EXERCISES TO COMPLETE >>
a) According to the forum reply on the integrating factor, why did Skeeter say the integrating factor was wrong?
b) List every expression joined by an equals sign in the chain of equalities in the forum reply on the integrating factor.
c) Continue the forum reply on the integrating factor from the point where it stops.

— Begin TEXT TO READ —

First of all, please note you made a typo in your original DE, which is why Skeeter said your integrating factor is wrong.

With the correct equation as in your picture, your integrating factor is correct, but you will not be able to do the integration unless you simplify it. $\displaystyle \mathrm{e}^{2\ln{(t)}} = \mathrm{e}^{\ln{\left( t^2 \right) }} = t^2 $. Then the integration will be doable...

— End TEXT TO READ —
— Begin PROVIDED INFORMATION —

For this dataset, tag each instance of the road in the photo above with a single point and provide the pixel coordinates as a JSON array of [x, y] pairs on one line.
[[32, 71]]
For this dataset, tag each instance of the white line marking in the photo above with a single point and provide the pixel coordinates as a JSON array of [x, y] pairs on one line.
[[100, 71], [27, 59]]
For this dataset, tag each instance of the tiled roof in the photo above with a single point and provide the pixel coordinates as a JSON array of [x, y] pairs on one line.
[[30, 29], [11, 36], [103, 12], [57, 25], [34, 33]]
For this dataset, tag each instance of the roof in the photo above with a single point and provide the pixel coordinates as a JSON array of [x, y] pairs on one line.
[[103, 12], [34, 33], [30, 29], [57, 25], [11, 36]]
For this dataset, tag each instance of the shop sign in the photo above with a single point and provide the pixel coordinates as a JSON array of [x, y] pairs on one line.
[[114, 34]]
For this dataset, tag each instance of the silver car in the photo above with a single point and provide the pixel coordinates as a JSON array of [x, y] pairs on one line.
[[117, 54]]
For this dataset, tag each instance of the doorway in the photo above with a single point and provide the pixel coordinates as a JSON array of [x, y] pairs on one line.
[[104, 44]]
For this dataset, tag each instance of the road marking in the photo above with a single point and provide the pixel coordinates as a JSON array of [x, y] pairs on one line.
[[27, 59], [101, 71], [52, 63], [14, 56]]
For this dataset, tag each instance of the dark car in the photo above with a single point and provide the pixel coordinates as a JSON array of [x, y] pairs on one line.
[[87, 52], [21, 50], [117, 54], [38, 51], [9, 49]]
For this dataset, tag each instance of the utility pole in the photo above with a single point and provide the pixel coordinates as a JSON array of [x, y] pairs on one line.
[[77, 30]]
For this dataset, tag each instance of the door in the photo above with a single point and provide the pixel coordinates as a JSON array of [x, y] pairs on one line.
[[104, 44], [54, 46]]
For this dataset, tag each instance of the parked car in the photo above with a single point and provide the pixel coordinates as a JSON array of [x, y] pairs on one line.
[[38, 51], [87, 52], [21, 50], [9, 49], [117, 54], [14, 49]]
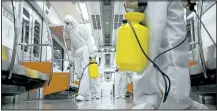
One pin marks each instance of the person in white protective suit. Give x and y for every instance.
(81, 47)
(165, 20)
(96, 83)
(120, 84)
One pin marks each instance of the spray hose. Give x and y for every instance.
(167, 87)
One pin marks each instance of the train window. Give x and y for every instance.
(36, 38)
(25, 35)
(26, 13)
(58, 54)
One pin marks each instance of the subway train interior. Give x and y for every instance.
(76, 54)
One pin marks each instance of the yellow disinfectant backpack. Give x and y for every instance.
(129, 56)
(93, 69)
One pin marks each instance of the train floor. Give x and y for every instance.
(71, 103)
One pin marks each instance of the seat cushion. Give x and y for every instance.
(23, 71)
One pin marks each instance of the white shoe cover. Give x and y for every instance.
(197, 106)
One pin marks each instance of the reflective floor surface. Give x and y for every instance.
(104, 103)
(61, 104)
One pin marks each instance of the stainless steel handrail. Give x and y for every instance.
(16, 23)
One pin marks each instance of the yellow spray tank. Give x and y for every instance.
(129, 56)
(93, 69)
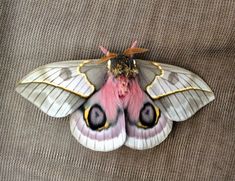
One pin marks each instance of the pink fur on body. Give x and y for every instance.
(122, 92)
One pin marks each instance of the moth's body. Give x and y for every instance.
(118, 101)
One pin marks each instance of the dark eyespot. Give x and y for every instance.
(96, 117)
(148, 115)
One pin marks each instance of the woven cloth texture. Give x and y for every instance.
(196, 35)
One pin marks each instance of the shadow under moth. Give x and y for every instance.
(116, 100)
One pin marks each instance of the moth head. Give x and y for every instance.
(122, 64)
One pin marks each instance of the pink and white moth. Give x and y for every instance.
(117, 100)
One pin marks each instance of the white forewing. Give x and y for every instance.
(58, 89)
(179, 93)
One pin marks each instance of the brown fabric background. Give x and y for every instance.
(197, 35)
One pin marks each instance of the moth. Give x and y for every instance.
(117, 100)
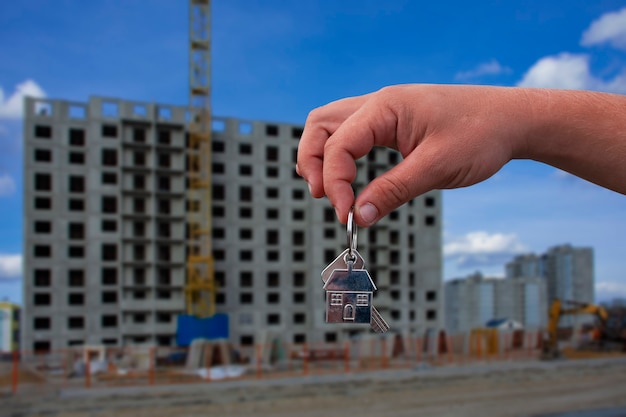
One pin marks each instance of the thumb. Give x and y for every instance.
(413, 176)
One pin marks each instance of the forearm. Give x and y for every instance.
(581, 132)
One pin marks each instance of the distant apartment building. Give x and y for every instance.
(473, 301)
(105, 231)
(568, 272)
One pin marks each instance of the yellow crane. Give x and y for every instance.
(200, 285)
(556, 311)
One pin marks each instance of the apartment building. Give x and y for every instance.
(567, 271)
(105, 231)
(473, 301)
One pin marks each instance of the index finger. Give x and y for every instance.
(319, 127)
(371, 125)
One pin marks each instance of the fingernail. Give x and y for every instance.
(368, 213)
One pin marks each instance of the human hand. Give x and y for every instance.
(449, 137)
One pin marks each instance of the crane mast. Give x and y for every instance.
(200, 285)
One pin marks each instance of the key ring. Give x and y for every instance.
(352, 234)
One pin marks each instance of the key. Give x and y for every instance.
(377, 323)
(341, 262)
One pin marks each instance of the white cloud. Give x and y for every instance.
(568, 71)
(483, 249)
(10, 267)
(609, 28)
(11, 107)
(7, 185)
(571, 72)
(492, 67)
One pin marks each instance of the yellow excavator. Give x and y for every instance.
(601, 333)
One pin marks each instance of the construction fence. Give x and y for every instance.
(207, 361)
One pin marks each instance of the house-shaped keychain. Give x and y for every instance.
(349, 295)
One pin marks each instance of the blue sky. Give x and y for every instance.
(277, 60)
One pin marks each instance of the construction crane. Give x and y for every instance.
(550, 344)
(200, 285)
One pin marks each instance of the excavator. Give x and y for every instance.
(607, 328)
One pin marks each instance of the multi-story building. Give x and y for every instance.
(568, 272)
(105, 242)
(473, 301)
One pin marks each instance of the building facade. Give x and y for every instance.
(105, 231)
(568, 272)
(471, 302)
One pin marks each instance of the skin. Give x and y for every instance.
(453, 136)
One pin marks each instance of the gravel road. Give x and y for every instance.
(504, 389)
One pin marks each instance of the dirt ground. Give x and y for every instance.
(529, 389)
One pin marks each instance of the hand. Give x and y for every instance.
(449, 137)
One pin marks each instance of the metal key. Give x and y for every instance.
(378, 324)
(341, 262)
(351, 255)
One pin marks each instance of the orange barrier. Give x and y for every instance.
(101, 366)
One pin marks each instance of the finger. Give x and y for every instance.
(428, 167)
(369, 126)
(320, 125)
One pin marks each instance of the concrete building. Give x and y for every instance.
(472, 302)
(105, 245)
(568, 272)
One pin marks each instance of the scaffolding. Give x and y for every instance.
(200, 285)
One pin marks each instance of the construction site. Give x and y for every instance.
(198, 295)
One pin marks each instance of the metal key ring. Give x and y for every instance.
(352, 233)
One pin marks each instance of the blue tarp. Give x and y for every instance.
(192, 327)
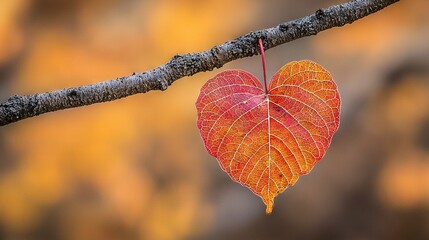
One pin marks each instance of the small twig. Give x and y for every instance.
(17, 108)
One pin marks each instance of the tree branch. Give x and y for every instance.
(17, 108)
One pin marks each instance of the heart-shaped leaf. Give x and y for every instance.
(266, 141)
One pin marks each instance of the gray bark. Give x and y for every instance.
(17, 108)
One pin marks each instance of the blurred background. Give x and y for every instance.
(137, 169)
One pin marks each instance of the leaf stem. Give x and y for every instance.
(261, 46)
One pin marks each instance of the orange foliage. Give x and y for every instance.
(265, 141)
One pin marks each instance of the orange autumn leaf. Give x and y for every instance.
(266, 141)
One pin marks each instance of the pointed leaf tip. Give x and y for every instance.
(266, 141)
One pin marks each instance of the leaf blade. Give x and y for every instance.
(266, 141)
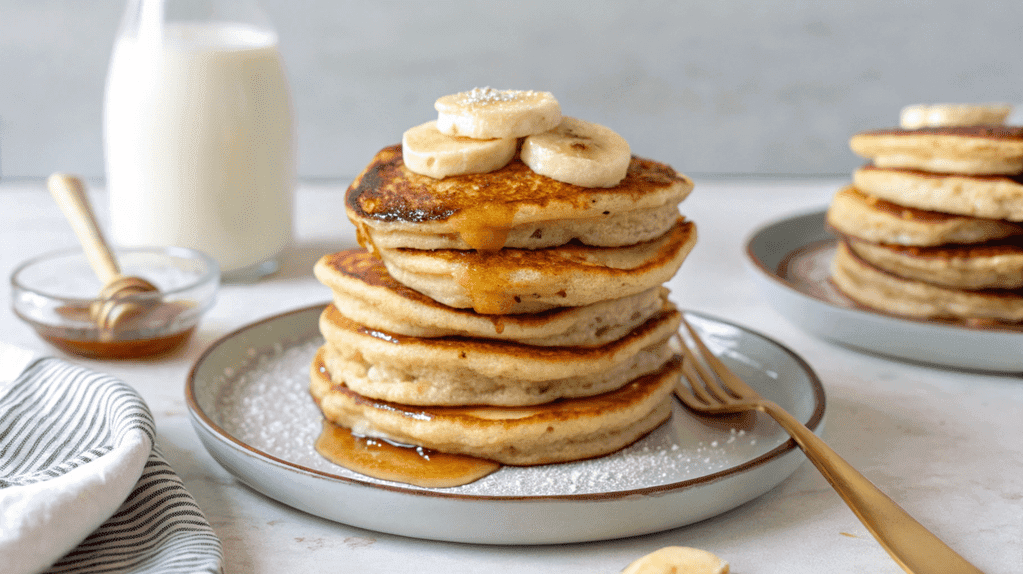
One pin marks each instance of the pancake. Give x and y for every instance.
(565, 430)
(886, 292)
(983, 196)
(969, 149)
(512, 207)
(991, 265)
(370, 297)
(455, 370)
(610, 230)
(513, 280)
(872, 219)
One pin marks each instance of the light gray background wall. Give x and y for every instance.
(709, 86)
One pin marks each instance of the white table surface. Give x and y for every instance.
(946, 445)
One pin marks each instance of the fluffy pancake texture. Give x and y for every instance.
(505, 313)
(512, 280)
(883, 291)
(870, 218)
(565, 430)
(968, 149)
(512, 207)
(990, 265)
(983, 196)
(370, 297)
(464, 370)
(930, 227)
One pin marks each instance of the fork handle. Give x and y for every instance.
(913, 546)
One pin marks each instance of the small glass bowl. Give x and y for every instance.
(56, 292)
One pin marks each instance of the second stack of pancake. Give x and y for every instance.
(930, 228)
(504, 315)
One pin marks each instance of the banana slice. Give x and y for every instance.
(487, 114)
(578, 152)
(938, 115)
(426, 150)
(678, 560)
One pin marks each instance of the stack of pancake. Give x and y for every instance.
(930, 228)
(505, 314)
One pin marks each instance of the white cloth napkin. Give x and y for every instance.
(82, 487)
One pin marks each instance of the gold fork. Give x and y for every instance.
(913, 546)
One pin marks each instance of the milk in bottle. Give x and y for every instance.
(198, 138)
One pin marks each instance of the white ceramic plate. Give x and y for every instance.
(790, 262)
(249, 402)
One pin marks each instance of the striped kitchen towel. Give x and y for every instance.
(83, 487)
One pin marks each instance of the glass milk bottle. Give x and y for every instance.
(198, 135)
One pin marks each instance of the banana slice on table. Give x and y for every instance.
(487, 114)
(678, 560)
(578, 152)
(938, 115)
(426, 150)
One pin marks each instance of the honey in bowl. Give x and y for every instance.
(55, 295)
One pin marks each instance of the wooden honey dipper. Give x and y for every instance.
(116, 304)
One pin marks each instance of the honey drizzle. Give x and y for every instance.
(484, 227)
(408, 465)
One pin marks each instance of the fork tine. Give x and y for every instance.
(702, 380)
(685, 392)
(697, 387)
(731, 383)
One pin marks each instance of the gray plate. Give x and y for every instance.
(789, 260)
(250, 404)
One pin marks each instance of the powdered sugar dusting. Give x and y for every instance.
(265, 403)
(488, 95)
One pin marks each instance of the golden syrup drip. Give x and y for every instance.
(486, 289)
(484, 227)
(408, 465)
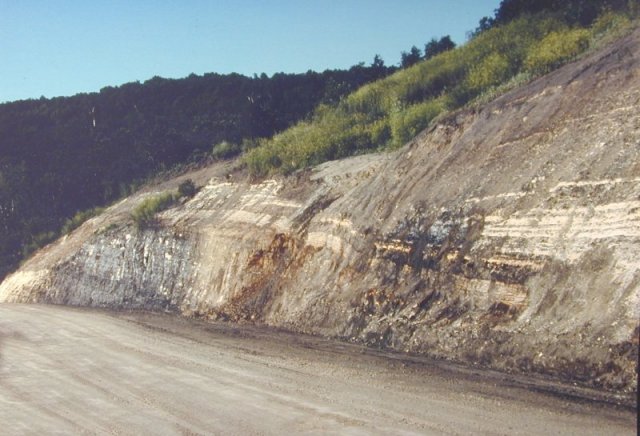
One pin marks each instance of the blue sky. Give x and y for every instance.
(62, 47)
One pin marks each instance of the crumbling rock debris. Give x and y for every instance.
(488, 240)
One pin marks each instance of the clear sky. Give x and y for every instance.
(62, 47)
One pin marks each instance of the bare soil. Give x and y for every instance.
(83, 371)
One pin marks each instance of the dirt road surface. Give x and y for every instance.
(74, 371)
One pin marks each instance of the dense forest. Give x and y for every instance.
(505, 51)
(61, 157)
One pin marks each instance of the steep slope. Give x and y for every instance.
(507, 236)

— End PROVIDED INFORMATION —

EXPECTED ANSWERS >>
a) Because of a typo in the original differential equation.

b) e^(2 ln(t)), e^(ln(t^2)), t^2

c)
Find the solution of the give initial value problem

$\displaystyle y^\prime + \frac{2}{t}y
=\frac{\cos{t}}{t^2};
\quad y{(\pi)}=0, \quad t\ge 0$

$u(t)=e^{\displaystyle\ln{t^2}}$

then
$\displaystyle e^{\ln{t^2}}\, y^\prime +\frac{e^{\ln{t^2}}}{t}y
= \frac{e^{\ln{t^2}}\cos{t}}{t^2}$

$\displaystyle(y'\cdot e^{\ln{t^2}})'=\frac{e^{\ln{t^2}}\cos{t}}{t^2}=\cos{ t}$

proceed ?
 
Last edited:
$y’ + \dfrac{2}{t} \cdot y = \dfrac{\cos{t}}{t^2}$

multiply evert term by the integrating factor, $e^{\int 2/t \, dt} = e^{2\ln{t}} = t^2$ ...

$y’t^2 + 2ty = \cos{t}$

$(yt^2)’ = \cos{t}$

now proceed
 
skeeter said:
$y’ + \dfrac{2}{t} \cdot y = \dfrac{\cos{t}}{t^2}$

multiply evert term by the integrating factor, $e^{\int 2/t \, dt} = e^{2\ln{t}} = t^2$ ...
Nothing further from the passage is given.